▶ What is required
Copy the rows from the very first line through the line that contains "negative clicks: (700, 514) (643, 475)", substituting "points" for every "clicks" and leaving everything else unchanged.

▶ Data for review
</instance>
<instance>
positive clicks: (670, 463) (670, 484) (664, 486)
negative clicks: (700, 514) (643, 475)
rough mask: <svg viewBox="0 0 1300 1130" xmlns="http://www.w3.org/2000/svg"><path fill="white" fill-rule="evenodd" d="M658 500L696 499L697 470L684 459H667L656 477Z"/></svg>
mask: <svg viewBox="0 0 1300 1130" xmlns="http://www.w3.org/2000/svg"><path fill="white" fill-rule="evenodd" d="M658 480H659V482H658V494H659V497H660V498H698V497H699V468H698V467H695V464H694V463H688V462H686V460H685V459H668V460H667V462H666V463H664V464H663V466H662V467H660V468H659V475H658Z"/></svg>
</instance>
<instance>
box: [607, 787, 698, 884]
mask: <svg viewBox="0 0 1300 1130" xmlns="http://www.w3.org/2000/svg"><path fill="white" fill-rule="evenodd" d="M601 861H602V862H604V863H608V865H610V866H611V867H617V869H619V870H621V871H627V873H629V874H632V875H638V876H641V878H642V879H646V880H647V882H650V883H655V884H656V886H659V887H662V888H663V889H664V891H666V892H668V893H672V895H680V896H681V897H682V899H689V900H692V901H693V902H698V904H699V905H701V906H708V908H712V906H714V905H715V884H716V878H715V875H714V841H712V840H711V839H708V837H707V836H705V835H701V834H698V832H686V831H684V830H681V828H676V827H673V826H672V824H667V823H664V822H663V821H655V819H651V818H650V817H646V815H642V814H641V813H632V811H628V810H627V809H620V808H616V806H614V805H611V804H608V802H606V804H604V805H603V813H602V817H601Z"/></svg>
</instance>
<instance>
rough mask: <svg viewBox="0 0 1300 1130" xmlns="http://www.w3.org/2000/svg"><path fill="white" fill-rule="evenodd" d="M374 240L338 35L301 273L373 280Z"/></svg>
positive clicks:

▶ Your response
</instance>
<instance>
positive points: (670, 463) (670, 484) (664, 486)
negative points: (700, 514) (643, 475)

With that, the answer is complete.